▸ AIM
Return the listing below word for word, with every line kept as it is.

▸ DATA SHOWN
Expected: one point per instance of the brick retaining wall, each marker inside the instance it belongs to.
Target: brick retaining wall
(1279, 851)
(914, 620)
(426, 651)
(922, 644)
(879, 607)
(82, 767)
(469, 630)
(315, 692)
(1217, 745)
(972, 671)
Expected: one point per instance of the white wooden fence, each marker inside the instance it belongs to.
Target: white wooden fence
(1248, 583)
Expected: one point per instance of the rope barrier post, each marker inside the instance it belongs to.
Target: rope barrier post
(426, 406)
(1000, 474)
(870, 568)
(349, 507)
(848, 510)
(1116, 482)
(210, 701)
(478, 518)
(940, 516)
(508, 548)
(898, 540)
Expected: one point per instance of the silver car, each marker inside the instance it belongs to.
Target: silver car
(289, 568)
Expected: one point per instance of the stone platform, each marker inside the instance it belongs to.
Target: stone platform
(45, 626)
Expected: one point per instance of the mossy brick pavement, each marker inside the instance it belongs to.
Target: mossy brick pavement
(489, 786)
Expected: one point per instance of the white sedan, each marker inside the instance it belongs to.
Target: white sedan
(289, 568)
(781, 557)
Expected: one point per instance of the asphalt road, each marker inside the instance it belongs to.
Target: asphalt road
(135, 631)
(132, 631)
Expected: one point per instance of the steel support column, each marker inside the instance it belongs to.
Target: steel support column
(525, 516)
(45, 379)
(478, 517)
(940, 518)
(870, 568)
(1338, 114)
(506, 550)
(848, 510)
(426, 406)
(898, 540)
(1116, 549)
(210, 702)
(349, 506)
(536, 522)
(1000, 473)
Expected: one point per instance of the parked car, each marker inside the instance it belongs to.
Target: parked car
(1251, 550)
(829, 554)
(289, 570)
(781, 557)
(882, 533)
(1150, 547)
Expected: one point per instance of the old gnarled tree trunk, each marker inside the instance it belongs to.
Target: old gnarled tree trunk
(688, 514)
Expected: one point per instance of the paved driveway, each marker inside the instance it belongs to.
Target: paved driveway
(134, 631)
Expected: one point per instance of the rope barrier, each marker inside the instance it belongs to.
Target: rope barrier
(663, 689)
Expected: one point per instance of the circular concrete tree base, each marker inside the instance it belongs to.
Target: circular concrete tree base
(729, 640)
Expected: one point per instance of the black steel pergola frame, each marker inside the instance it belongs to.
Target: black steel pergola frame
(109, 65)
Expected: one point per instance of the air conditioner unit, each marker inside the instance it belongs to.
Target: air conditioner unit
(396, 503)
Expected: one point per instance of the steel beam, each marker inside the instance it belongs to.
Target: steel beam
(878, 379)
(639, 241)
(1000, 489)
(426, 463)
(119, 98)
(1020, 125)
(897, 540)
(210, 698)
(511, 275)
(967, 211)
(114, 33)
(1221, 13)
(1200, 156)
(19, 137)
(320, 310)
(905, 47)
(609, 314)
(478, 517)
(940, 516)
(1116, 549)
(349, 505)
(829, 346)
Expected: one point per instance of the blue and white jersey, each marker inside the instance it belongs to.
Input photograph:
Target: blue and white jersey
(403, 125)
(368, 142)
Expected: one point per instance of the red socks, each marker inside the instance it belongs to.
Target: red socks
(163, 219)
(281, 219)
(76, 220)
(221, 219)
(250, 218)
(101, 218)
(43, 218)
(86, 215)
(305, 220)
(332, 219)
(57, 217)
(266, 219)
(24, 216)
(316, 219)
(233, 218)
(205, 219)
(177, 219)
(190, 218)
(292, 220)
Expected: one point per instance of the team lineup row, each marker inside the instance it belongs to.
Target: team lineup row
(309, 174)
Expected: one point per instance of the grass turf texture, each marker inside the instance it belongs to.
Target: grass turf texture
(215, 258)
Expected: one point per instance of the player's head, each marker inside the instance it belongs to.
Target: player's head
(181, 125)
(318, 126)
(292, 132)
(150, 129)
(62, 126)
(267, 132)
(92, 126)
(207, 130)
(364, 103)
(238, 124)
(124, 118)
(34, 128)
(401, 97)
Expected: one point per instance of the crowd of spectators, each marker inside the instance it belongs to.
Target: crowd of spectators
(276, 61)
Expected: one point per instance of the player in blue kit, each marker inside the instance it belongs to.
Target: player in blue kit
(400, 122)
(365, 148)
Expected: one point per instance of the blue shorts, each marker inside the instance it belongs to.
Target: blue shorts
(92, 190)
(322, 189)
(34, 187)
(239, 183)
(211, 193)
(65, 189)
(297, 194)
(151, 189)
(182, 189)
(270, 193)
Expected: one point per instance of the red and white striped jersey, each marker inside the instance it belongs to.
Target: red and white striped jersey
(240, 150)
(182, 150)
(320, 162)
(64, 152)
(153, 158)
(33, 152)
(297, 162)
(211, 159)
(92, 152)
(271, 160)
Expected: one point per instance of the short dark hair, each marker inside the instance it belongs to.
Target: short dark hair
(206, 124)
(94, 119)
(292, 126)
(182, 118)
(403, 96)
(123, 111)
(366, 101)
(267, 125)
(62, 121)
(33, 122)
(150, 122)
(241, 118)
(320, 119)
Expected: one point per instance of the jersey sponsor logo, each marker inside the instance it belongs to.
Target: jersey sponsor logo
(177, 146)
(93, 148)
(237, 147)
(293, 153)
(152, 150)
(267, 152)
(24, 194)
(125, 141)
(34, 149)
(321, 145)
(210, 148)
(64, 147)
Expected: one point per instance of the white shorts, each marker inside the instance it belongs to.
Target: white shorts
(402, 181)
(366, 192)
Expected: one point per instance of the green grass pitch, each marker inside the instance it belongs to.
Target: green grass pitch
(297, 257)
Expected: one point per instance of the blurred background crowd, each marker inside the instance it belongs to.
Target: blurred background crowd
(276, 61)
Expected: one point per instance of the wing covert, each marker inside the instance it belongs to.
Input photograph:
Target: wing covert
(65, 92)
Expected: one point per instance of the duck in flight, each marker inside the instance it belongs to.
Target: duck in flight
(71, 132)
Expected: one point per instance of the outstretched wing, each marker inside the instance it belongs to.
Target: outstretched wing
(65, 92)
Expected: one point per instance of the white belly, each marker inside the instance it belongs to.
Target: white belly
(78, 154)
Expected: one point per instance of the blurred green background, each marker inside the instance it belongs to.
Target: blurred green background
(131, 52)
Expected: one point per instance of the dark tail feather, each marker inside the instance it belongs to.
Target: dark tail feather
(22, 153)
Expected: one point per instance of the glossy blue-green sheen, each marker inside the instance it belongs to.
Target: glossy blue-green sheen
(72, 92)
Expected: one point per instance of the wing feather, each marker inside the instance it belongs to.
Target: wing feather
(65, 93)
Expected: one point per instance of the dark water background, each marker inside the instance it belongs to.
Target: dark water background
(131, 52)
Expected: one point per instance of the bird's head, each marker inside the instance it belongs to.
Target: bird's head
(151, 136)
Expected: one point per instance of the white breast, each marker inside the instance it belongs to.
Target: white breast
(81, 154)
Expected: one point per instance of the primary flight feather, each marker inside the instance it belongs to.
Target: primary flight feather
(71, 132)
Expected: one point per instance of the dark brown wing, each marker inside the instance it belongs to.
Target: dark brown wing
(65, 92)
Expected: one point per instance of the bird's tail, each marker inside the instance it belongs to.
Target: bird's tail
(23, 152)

▸ RESULT OF THE TASK
Expected: one point per instance of the brick retaining wall, each marker inside the instance it belongs to.
Target: brick retaining wall
(1279, 851)
(914, 620)
(426, 651)
(922, 644)
(879, 607)
(82, 767)
(469, 630)
(315, 692)
(1217, 745)
(972, 671)
Expected: one point per instance of the white wooden fence, each marker inside the instance it belongs to.
Target: white wooden fence
(1248, 583)
Expected: one point per instance of the rope barrier post, each marker inside the instance it belongs to.
Target: rope barrier post
(426, 406)
(1000, 474)
(870, 568)
(349, 507)
(848, 510)
(1116, 482)
(210, 701)
(478, 518)
(940, 516)
(508, 548)
(898, 540)
Expected: one point per instance of the silver car, each marker inside the instance it belongs to.
Target: silver car
(289, 568)
Expected: one point per instance of the stone platform, each marker inside the instance it belongs to.
Target: stone platform
(45, 626)
Expected: one point per instance of the mossy brick pavement, each marker inside the instance it belongs to.
Target: mossy brick pavement
(489, 786)
Expected: one point per instance of the white sedan, each marker inside the instance it belongs to.
Target: white sedan
(289, 568)
(781, 557)
Expected: one point per instance of the asphalt road, each marker inside the instance it belongs to.
Target: asphalt road
(135, 631)
(132, 631)
Expected: one point per instance of the steel support column, each marker inside the instance it belongs to.
Target: steel support column
(525, 516)
(45, 379)
(478, 517)
(940, 518)
(870, 568)
(1338, 114)
(506, 550)
(848, 510)
(426, 406)
(898, 540)
(1116, 549)
(210, 702)
(349, 506)
(536, 522)
(1000, 473)
Expected: one point per instance of the parked car, each marker inside the instance it belongs to.
Target: parked car
(1251, 550)
(829, 554)
(289, 570)
(781, 557)
(882, 533)
(1150, 547)
Expected: one point per instance of the old gnarled tree trunk, each marker inside the instance it belongs to.
Target: old gnarled tree trunk
(688, 514)
Expected: one point per instance of the paved driveway, each marker inside the instance it belongs to.
Target: paved driveway
(134, 631)
Expected: one point per instance of the rope barrier, each marker inside the instance it belongs to.
Target: rope barrier
(663, 689)
Expected: one point per instance of the circular concrete tree base, each marker inside the instance it belongs to.
Target: circular concrete tree base
(729, 640)
Expected: one point per instance of the black steel pergola frame, each marker inside the instance it belongs to.
Target: black steel pergola frame
(109, 65)
Expected: one point per instance of the air conditioner unit, each marker inside the instance it belongs to.
Target: air conditioner unit
(396, 503)
Expected: one point per instance of the steel beam, each marker inside the instance it belongs to.
Target: steel beam
(878, 379)
(639, 241)
(1000, 489)
(426, 463)
(119, 98)
(1020, 125)
(897, 540)
(210, 698)
(511, 275)
(967, 211)
(114, 33)
(1221, 13)
(1200, 156)
(19, 137)
(320, 310)
(905, 47)
(609, 314)
(478, 517)
(940, 516)
(1116, 549)
(349, 505)
(829, 346)
Expected: one point per instance of the blue and white jersey, each marker inside the instance it belongs to.
Input photograph:
Target: blue and white jersey
(403, 125)
(368, 142)
Expected: one point per instance of the red socks, each marker inside the instance it belongs to.
Target: red socks
(163, 219)
(281, 219)
(76, 220)
(221, 219)
(250, 218)
(101, 218)
(43, 218)
(86, 215)
(305, 220)
(332, 219)
(57, 217)
(266, 219)
(24, 216)
(316, 219)
(233, 218)
(205, 219)
(177, 219)
(190, 218)
(292, 220)
Expected: one point per instance of the team lineup row, each marker inside the instance it belongs to.
Target: team lineup row
(309, 174)
Expected: one point per instance of the grass turf texture, each marker inside the instance it belongs to.
Target: grass turf texture
(215, 258)
Expected: one point per instance of the player's head, each marker inside the instance it belongs to.
Target: player's head
(181, 125)
(318, 126)
(292, 132)
(150, 129)
(62, 126)
(267, 132)
(92, 126)
(207, 130)
(364, 103)
(238, 124)
(124, 118)
(34, 128)
(401, 97)
Expected: one point per instance of the crowd of spectators, each marker inside the instance it belongs to.
Target: crowd of spectators
(276, 61)
Expected: one point per instance of the player in blue kit, each marker inside the instance it belongs to.
Target: player in blue kit
(400, 122)
(365, 148)
Expected: one point per instance of the blue shorts, each marker inside the instance it belongs to.
Target: blue shorts
(92, 190)
(322, 189)
(34, 187)
(239, 183)
(211, 193)
(65, 189)
(297, 194)
(151, 189)
(182, 189)
(270, 193)
Expected: one point per instance of the red and white striped jersey, each marker inside the instance it belongs to.
Target: red and white striped jersey
(240, 150)
(182, 150)
(320, 162)
(64, 152)
(153, 158)
(33, 152)
(297, 162)
(211, 159)
(92, 152)
(271, 160)
Expected: one point per instance of the short dark hair, each marker inside the instance it belongs to.
Target: short dark hair
(206, 124)
(94, 119)
(292, 126)
(182, 118)
(403, 96)
(123, 111)
(366, 101)
(267, 125)
(62, 121)
(33, 122)
(150, 122)
(241, 118)
(320, 119)
Expected: one point per instance of the jersey sponsor logo, each marker inside the instance it belongs to.
Target: jersey sponsor logo
(177, 146)
(93, 148)
(237, 147)
(293, 153)
(152, 150)
(267, 152)
(24, 194)
(125, 141)
(34, 149)
(321, 145)
(210, 148)
(64, 147)
Expected: one point per instance of the white shorts, each marker inside the instance it belongs to.
Target: white shorts
(402, 181)
(366, 192)
Expected: one point per instance of the green grass pitch, each marker inside the instance it belongs to.
Target: green grass pitch
(297, 257)
Expected: one point per instance of the blurred background crowd, each marker inside the instance it belongs to.
Target: blurred background crowd
(276, 61)
Expected: one point per instance of the wing covert, each marker inside the instance it belongs to.
Input photograph:
Target: wing covert
(65, 92)
Expected: one point per instance of the duck in flight, each marker inside the instance it belongs to.
Target: duck in flight
(71, 132)
Expected: one point per instance of the outstretched wing, each marker inside the instance it belongs to.
Target: outstretched wing
(65, 92)
Expected: one point per instance of the white belly, each marker inside the instance it belongs to.
Target: white belly
(78, 154)
Expected: one point per instance of the blurred green background, each marker inside the instance it belongs to.
Target: blurred green background
(131, 52)
Expected: one point per instance of the dark tail feather, each marker inside the instance it belongs to.
Target: dark tail feather
(22, 153)
Expected: one point per instance of the glossy blue-green sheen, each marker inside the instance it belongs to.
Target: glossy blue-green sheen
(72, 92)
Expected: one point per instance of the wing feather, each marker inside the instance it belongs to.
Target: wing feather
(65, 93)
Expected: one point per instance of the dark water background, each marker inside the instance it belongs to.
Target: dark water background
(131, 52)
Expected: one point per instance of the bird's head, each marker inside the instance it belongs to.
Target: bird's head
(151, 136)
Expected: one point per instance of the white breast, each marker inside the instance it belongs to.
Target: white breast
(81, 154)
Expected: one point per instance of the primary flight feather, each marker inside the instance it belongs to.
Target: primary flight feather
(71, 132)
Expected: one point per instance of the dark brown wing, each marker inside the instance it belongs to.
Target: dark brown wing
(65, 92)
Expected: one point per instance of the bird's tail, each marker inside the instance it belongs to.
Target: bird's tail
(23, 152)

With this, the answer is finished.